_THE TASK:_ Starting from the first line, set down the entire listing exactly.

_MATERIAL FOR THE TASK:_
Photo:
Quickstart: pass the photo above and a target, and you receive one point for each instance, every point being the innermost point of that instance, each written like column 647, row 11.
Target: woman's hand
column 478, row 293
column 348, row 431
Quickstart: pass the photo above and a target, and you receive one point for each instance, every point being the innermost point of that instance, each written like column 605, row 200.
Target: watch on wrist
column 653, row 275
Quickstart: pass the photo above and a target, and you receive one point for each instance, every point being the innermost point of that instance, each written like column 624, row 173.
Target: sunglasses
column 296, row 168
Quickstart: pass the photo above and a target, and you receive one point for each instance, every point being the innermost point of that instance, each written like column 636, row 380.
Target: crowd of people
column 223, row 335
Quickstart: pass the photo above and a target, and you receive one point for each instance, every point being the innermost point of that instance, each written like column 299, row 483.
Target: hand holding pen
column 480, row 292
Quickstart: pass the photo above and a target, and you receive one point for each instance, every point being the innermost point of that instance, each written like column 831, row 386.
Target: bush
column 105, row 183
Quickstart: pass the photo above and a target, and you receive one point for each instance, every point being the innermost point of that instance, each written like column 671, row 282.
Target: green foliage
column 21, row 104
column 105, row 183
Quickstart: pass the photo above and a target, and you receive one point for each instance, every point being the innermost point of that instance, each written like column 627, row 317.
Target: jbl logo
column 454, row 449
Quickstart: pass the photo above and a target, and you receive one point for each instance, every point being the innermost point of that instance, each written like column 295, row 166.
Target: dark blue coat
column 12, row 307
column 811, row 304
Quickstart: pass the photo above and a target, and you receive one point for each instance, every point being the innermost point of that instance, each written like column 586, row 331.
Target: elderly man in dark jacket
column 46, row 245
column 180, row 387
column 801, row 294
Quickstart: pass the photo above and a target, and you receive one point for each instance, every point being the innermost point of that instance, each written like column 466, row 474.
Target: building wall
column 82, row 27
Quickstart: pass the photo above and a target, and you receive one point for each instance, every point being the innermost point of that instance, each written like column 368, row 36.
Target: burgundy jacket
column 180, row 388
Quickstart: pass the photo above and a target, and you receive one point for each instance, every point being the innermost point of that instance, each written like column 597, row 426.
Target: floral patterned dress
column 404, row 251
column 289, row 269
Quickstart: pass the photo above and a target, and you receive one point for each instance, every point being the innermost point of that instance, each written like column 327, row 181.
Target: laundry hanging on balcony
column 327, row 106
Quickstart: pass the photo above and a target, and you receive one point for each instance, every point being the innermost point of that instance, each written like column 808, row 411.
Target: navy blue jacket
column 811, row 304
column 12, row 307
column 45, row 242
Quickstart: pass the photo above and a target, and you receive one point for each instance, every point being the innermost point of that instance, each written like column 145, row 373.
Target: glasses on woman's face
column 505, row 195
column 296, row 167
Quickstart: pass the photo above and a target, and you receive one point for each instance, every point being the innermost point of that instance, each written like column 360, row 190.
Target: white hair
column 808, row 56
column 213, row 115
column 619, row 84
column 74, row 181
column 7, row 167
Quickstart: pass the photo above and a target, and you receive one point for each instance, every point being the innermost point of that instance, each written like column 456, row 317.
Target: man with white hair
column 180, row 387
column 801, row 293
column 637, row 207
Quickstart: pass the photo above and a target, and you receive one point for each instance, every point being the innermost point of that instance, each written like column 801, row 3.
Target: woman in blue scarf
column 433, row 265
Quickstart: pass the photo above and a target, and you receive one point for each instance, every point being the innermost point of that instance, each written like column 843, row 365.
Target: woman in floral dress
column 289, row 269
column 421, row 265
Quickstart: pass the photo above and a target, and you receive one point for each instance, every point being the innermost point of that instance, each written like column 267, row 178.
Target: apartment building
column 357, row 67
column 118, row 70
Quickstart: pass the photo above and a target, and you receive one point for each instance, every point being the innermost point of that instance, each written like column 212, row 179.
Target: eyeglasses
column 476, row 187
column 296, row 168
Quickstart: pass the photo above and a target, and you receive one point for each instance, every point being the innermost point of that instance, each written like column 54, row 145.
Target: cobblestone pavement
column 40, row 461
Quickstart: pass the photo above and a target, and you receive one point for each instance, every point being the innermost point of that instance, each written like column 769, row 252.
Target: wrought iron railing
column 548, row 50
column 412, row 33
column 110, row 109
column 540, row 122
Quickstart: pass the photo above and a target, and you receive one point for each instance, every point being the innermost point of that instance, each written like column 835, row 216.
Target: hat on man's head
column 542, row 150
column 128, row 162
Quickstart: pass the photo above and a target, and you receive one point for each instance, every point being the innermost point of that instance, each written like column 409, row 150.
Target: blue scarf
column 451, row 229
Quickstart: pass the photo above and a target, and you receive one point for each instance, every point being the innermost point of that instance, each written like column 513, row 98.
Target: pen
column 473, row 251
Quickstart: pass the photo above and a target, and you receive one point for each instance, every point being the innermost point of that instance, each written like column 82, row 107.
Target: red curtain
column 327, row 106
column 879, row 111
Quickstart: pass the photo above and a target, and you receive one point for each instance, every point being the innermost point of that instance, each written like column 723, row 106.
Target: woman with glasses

_SOLUTION TO THIS TASK:_
Photo:
Quickstart: pass the photo above and a target, and you receive one point for each instance, every point being the innermost point of that instance, each written like column 647, row 11.
Target: woman's hand
column 478, row 293
column 348, row 431
Quickstart: pass the photo above and a target, and you receive one point for each instance, every point being the innermost point of that instance, each written like column 605, row 200.
Target: watch on wrist
column 653, row 275
Quickstart: pass the photo above and a target, and you receive one point for each instance, every point being the innermost point of that instance, each written like column 624, row 173.
Target: sunglasses
column 296, row 168
Quickstart: pass the photo above and a target, and you receive one point for each instance, every point being the innermost point of that instance, each written like column 636, row 380.
Target: crowd of people
column 223, row 335
Quickstart: pass the photo above and a target, and you receive one point for each instance, every point being the innermost point of that instance, each written like column 299, row 483.
Target: hand holding pen
column 480, row 292
Quickstart: pass the photo above and a target, and you receive one point for each instance, every point being the innermost point of that instance, each written like column 831, row 386.
Target: bush
column 105, row 183
Quickstart: pass the photo above and a target, and you receive one point for each instance, every point being the innermost point of that instance, each written like column 671, row 282.
Target: green foliage
column 21, row 104
column 105, row 183
Quickstart: pass the photo above and a target, and you receive one point for each instance, every point being the innermost point of that instance, each written like column 627, row 317.
Target: jbl logo
column 454, row 449
Quickstart: pass the photo above and a target, and you receive one point for each instance, every point being the innermost point of that instance, each written like column 295, row 166.
Target: dark blue coat
column 12, row 307
column 811, row 304
Quickstart: pass the photo above and a target, and you receive one point for each instance, every point being the innermost point of that instance, each written like column 586, row 331.
Target: elderly man in dark jacket
column 46, row 245
column 180, row 387
column 801, row 294
Quickstart: pass the photo above and a target, and you receive one point for each instance, every point being the innermost point of that instance, each written like column 466, row 474.
Target: building wall
column 82, row 27
Quickstart: pass the photo above and a target, and you receive one point for each instance, every point being the innermost point of that instance, each written like column 368, row 36.
Target: burgundy jacket
column 180, row 388
Quickstart: pass the photo above and a target, and you receive one point for each instance, every point being the innermost point of that instance, each written like column 597, row 426.
Target: floral patterned dress
column 404, row 251
column 289, row 269
Quickstart: pass the photo above and a target, and you receive one point for each instance, every point being the innermost point of that instance, each written like column 327, row 181.
Target: laundry hanging on balcony
column 327, row 106
Quickstart: pass the photo above and a target, and you receive one point for each instance, every point being the innermost point of that instance, each written like column 808, row 411.
Target: navy blue jacket
column 811, row 304
column 12, row 307
column 45, row 242
Quickstart: pass the photo above and a target, and you receive one point for each instance, every point being the innermost point of that instance, each written like column 145, row 373.
Target: glasses on woman's face
column 505, row 195
column 296, row 167
Quickstart: pass the photo above and a target, and you receive one point for each instance, every point being the innermost point of that instance, each written like column 360, row 190.
Target: white hair
column 808, row 56
column 213, row 115
column 619, row 84
column 74, row 181
column 7, row 167
Quickstart: pass the photo above and a target, and you receive one point for each instance, every point being the innermost point of that instance, each written like column 456, row 317.
Target: man with white hair
column 180, row 387
column 801, row 293
column 637, row 207
Quickstart: pass the photo above and a target, and you receive one point for each instance, every point being the innermost point of that instance, each written like column 801, row 3.
Target: woman in blue scarf
column 433, row 265
Quickstart: pass the photo above and a target, and you receive one point for each instance, every point being the innermost point of that instance, each written like column 843, row 365.
Target: woman in floral dress
column 289, row 269
column 421, row 265
Quickstart: pass the photo above and a target, and you receive one point for each instance, every point being the innermost point of that instance, each written like column 267, row 178.
Target: apartment building
column 357, row 67
column 118, row 70
Quickstart: pass the photo above and a target, and you receive one point for each instance, every point being the innermost point of that instance, each written like column 212, row 179.
Target: eyeglasses
column 476, row 187
column 296, row 168
Quickstart: pass the photo above and a target, and you receive one point for each instance, every point being the innermost point of that instance, each written like column 54, row 145.
Target: cobblestone pavement
column 40, row 461
Quickstart: pass the photo above and a target, and you receive one point for each instance, every point being the innermost point of that instance, each written like column 769, row 252.
Target: wrought iron railing
column 548, row 50
column 412, row 33
column 110, row 109
column 540, row 122
Quickstart: pass the photo above and a target, and you receive one point for each instance, every point being the innermost point of that instance, each written like column 835, row 216.
Target: hat on man's head
column 542, row 150
column 128, row 162
Quickstart: pass the photo above and a target, and you receive one point for each instance, every point being the innermost point of that instance, each written like column 409, row 150.
Target: blue scarf
column 451, row 229
Quickstart: pass the photo above and a target, and you receive one point for each instance, every point being the innermost point of that instance, each written like column 513, row 98.
Target: pen
column 473, row 251
Quickstart: pass the photo above and a target, and you receive one point for each instance, every point being the innermost point of that instance, each written like column 82, row 107.
Target: red curtain
column 327, row 106
column 879, row 111
Quickstart: pass the photo above and a target, and you receive one point for each instance, every point being the innermost point of that instance, each written like column 723, row 106.
Target: woman with glasses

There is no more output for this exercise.